Text block —

····················

Most of the gold left on the planet "is microscopic and is being wrung from the earth at enormous environmental cost, often in some of the poorest corners of the world," says the New York Times. Since most gold is used for jewelery, major jewelry companies, like Tiffany's (TIF), have begun to urge the refining industry to set environmental standards and reform.
And it's not just the extraction process that's damaging the earth. As Minyanville editor Kevin Depew reports in Gold Investors: This Is How Your Golden Sausage Is Made, “Once mined, gold must be separated from rock. To do this you'll likely need mercury. The United Nations Industrial Development Organization (UNIDO) estimates that one-third of all mercury released by humans into the environment comes from artisanal gold mining." Artisanal miners account for about 25% of all gold mined in the world.
13. The rush to cash in on high gold prices is causing warfare, strife.
Around the world, the modern-day gold rush is leading to deadly violence. Colombia's leftist guerrillas are shifting to gold—away from cocaine—to fund their militias. (VIDEO: The New York Times on Columbia's illegal gold rush.) And the mad push has also sparked ongoing violence, police raids, murders and strife in the Democratic Republic of the Congo, Indonesia, and Peru.
14. And more Americans are panning, too.
Gold fever has hit American enthusiasts, too. In Alaska, Nathan Williamson, operator of Crow Creek Mine, says that although he hasn’t seen an increase in bookings from afar (he blames the recent recession), he has seen a jump in the number of locals panning gold as a hobby.
“There’s a gentleman who has been coming five days a week for the past five or six weeks who is experienced and does it as a hobby," says Williamson. This man averages .5 ounces, or $750, per day. In a recent five-week period, he made roughly $3,000 to $4,000, less the daily fee he pays for access to the land.
However this man is the exception, cautions Williamson. "It takes years to be good at it and to know how to do it. These experienced people are not panning, but using special equipment, such as a sluice box.”
(Wondering where to look for gold? See this list of gold vacation destinations. For extra tips, and some tales of “big” small scale gold strikes, see Bedrock Dreams.)
15. Jewelery dominates demand.
According to the World Gold Council, about 70% of the world's gold output is used for making jewelry. The New York Times reports that figure to be closer to 80%. Only about 13% is used for coins, or stored by central banks or purchased by investors. The rest is bought out by industry for commercial use (see No. 13) or used for other purposes, such as dentistry.

····················

Data excerpt —
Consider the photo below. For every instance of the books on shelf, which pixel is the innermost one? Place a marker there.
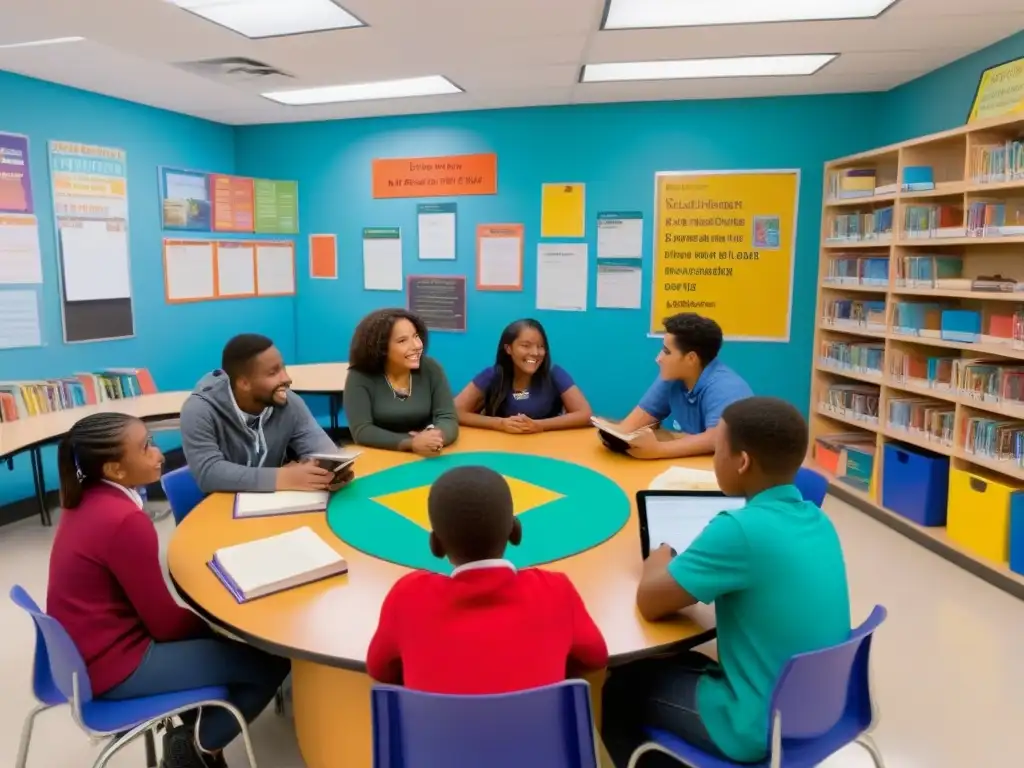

····················

Set problem — Reproduce word for word the passage on gold above, from "(Wondering where to" to "such as dentistry.".

Response to the exercise —
(Wondering where to look for gold? See this list of gold vacation destinations. For extra tips, and some tales of “big” small scale gold strikes, see Bedrock Dreams.)
15. Jewelery dominates demand.
According to the World Gold Council, about 70% of the world's gold output is used for making jewelry. The New York Times reports that figure to be closer to 80%. Only about 13% is used for coins, or stored by central banks or purchased by investors. The rest is bought out by industry for commercial use (see No. 13) or used for other purposes, such as dentistry.